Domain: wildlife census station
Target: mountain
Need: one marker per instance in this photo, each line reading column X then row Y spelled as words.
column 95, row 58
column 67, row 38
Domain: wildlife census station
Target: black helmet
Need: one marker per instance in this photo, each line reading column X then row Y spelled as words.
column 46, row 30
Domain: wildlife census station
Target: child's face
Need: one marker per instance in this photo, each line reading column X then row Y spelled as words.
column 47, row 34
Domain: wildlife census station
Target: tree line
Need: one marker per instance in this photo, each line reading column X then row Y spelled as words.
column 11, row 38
...
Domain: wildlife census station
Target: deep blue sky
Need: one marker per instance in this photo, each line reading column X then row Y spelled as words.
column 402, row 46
* * *
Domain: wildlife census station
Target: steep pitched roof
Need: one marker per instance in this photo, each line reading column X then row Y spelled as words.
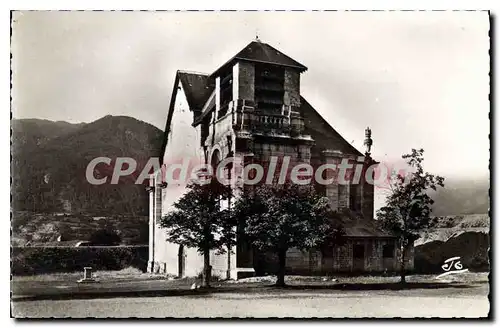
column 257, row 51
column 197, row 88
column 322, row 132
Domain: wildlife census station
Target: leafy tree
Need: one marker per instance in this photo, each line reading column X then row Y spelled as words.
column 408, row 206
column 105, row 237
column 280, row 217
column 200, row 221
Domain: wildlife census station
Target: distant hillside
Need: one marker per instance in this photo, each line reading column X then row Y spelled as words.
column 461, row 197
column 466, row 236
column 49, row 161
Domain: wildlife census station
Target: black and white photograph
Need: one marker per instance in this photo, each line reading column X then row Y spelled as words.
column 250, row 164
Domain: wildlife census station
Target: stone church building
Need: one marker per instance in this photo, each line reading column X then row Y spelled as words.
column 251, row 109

**WHAT THE TASK ASKS**
Pick out each line in the items above that contains the word "black" and copy those lines.

**RESULT FOR THIS EXERCISE**
Target: black helmet
Target: black and white photograph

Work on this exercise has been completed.